::: GIVEN ENTRIES :::
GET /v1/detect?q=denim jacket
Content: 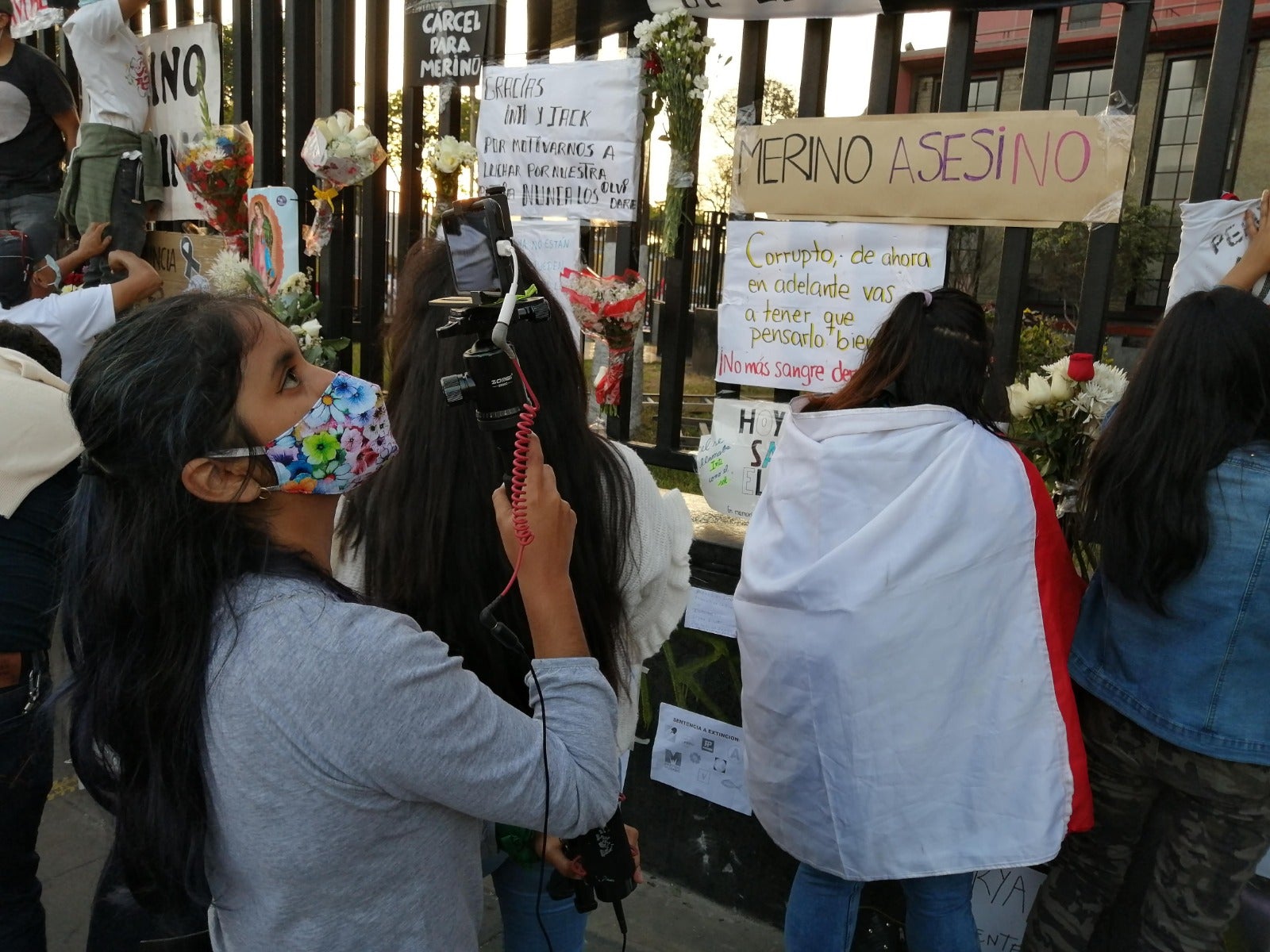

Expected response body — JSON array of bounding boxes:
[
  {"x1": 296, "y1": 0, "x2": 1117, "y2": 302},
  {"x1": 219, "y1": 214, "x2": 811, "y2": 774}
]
[{"x1": 1069, "y1": 443, "x2": 1270, "y2": 764}]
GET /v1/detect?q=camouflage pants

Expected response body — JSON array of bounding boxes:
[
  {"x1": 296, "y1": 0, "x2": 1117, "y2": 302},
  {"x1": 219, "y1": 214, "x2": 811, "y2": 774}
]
[{"x1": 1022, "y1": 694, "x2": 1270, "y2": 952}]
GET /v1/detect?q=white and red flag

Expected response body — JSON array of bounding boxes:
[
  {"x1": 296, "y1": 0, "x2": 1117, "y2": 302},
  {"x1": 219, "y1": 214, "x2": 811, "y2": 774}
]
[{"x1": 735, "y1": 402, "x2": 1092, "y2": 880}]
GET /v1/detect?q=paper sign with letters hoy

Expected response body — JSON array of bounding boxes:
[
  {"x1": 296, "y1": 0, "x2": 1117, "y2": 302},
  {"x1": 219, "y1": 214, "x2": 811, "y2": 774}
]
[
  {"x1": 405, "y1": 0, "x2": 491, "y2": 86},
  {"x1": 715, "y1": 221, "x2": 948, "y2": 390},
  {"x1": 476, "y1": 59, "x2": 643, "y2": 221},
  {"x1": 732, "y1": 112, "x2": 1133, "y2": 227},
  {"x1": 141, "y1": 23, "x2": 221, "y2": 221}
]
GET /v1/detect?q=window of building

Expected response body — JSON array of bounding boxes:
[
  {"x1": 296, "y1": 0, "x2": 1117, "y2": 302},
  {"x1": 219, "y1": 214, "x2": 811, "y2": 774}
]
[
  {"x1": 1067, "y1": 4, "x2": 1103, "y2": 29},
  {"x1": 914, "y1": 75, "x2": 1001, "y2": 113},
  {"x1": 1049, "y1": 67, "x2": 1111, "y2": 116}
]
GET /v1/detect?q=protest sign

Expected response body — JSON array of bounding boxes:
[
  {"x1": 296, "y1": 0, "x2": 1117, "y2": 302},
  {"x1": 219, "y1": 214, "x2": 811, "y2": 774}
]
[
  {"x1": 732, "y1": 112, "x2": 1133, "y2": 227},
  {"x1": 246, "y1": 188, "x2": 303, "y2": 294},
  {"x1": 144, "y1": 231, "x2": 225, "y2": 297},
  {"x1": 715, "y1": 221, "x2": 948, "y2": 393},
  {"x1": 970, "y1": 866, "x2": 1045, "y2": 952},
  {"x1": 141, "y1": 23, "x2": 221, "y2": 221},
  {"x1": 697, "y1": 400, "x2": 789, "y2": 519},
  {"x1": 512, "y1": 218, "x2": 582, "y2": 324},
  {"x1": 476, "y1": 60, "x2": 643, "y2": 221},
  {"x1": 683, "y1": 585, "x2": 737, "y2": 639},
  {"x1": 405, "y1": 0, "x2": 491, "y2": 86},
  {"x1": 648, "y1": 0, "x2": 1096, "y2": 21},
  {"x1": 9, "y1": 0, "x2": 66, "y2": 40},
  {"x1": 652, "y1": 702, "x2": 754, "y2": 815}
]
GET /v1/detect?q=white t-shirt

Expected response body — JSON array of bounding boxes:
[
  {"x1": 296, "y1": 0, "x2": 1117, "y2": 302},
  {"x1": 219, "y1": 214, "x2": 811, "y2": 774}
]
[
  {"x1": 62, "y1": 0, "x2": 151, "y2": 132},
  {"x1": 0, "y1": 286, "x2": 114, "y2": 383}
]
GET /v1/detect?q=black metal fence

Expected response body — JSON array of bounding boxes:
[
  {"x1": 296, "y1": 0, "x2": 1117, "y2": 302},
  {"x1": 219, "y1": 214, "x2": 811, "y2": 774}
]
[{"x1": 33, "y1": 0, "x2": 1255, "y2": 470}]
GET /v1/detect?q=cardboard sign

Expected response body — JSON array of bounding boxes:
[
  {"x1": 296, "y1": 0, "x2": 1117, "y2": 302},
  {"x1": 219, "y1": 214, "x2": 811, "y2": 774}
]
[
  {"x1": 246, "y1": 188, "x2": 303, "y2": 294},
  {"x1": 476, "y1": 60, "x2": 643, "y2": 221},
  {"x1": 715, "y1": 221, "x2": 948, "y2": 393},
  {"x1": 141, "y1": 23, "x2": 221, "y2": 221},
  {"x1": 732, "y1": 112, "x2": 1133, "y2": 227},
  {"x1": 144, "y1": 231, "x2": 225, "y2": 297},
  {"x1": 652, "y1": 702, "x2": 754, "y2": 815},
  {"x1": 697, "y1": 400, "x2": 789, "y2": 523},
  {"x1": 9, "y1": 0, "x2": 66, "y2": 40},
  {"x1": 970, "y1": 866, "x2": 1045, "y2": 952},
  {"x1": 405, "y1": 0, "x2": 491, "y2": 86}
]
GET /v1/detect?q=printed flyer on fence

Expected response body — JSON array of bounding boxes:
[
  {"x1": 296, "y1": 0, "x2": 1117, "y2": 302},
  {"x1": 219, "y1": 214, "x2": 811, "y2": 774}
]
[{"x1": 715, "y1": 221, "x2": 948, "y2": 393}]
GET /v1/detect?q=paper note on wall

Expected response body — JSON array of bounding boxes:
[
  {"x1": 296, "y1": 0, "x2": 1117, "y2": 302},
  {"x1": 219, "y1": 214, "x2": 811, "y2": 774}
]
[
  {"x1": 715, "y1": 221, "x2": 948, "y2": 393},
  {"x1": 972, "y1": 866, "x2": 1045, "y2": 952},
  {"x1": 652, "y1": 703, "x2": 753, "y2": 815},
  {"x1": 476, "y1": 59, "x2": 644, "y2": 221},
  {"x1": 697, "y1": 400, "x2": 789, "y2": 519},
  {"x1": 683, "y1": 585, "x2": 737, "y2": 639}
]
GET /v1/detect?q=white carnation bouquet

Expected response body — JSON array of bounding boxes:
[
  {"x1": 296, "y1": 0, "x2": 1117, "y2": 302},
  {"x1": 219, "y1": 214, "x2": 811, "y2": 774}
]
[
  {"x1": 423, "y1": 136, "x2": 476, "y2": 207},
  {"x1": 1006, "y1": 354, "x2": 1129, "y2": 578},
  {"x1": 300, "y1": 109, "x2": 389, "y2": 255}
]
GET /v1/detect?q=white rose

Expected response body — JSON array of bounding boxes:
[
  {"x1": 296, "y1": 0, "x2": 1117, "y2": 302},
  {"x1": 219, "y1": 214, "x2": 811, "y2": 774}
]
[
  {"x1": 1006, "y1": 383, "x2": 1031, "y2": 420},
  {"x1": 1049, "y1": 373, "x2": 1076, "y2": 404},
  {"x1": 1027, "y1": 373, "x2": 1053, "y2": 406}
]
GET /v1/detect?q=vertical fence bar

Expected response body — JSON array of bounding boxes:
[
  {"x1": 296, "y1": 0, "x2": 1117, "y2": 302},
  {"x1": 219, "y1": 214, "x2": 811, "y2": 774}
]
[
  {"x1": 146, "y1": 0, "x2": 167, "y2": 33},
  {"x1": 318, "y1": 0, "x2": 356, "y2": 370},
  {"x1": 656, "y1": 17, "x2": 711, "y2": 451},
  {"x1": 230, "y1": 0, "x2": 250, "y2": 125},
  {"x1": 1190, "y1": 0, "x2": 1253, "y2": 202},
  {"x1": 248, "y1": 0, "x2": 282, "y2": 186},
  {"x1": 987, "y1": 10, "x2": 1063, "y2": 420},
  {"x1": 940, "y1": 10, "x2": 979, "y2": 113},
  {"x1": 868, "y1": 13, "x2": 904, "y2": 116},
  {"x1": 358, "y1": 0, "x2": 389, "y2": 381},
  {"x1": 1075, "y1": 0, "x2": 1158, "y2": 354},
  {"x1": 396, "y1": 86, "x2": 423, "y2": 271},
  {"x1": 283, "y1": 0, "x2": 318, "y2": 195}
]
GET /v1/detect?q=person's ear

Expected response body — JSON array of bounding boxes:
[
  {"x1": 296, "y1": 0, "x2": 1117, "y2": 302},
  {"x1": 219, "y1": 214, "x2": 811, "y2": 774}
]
:::
Return every line of the listing that contains the string "paper".

OUTPUT FOR THIS EXERCISE:
GET /v1/detect?q=paper sign with letters hoy
GET /v1/detect?q=paper note on wall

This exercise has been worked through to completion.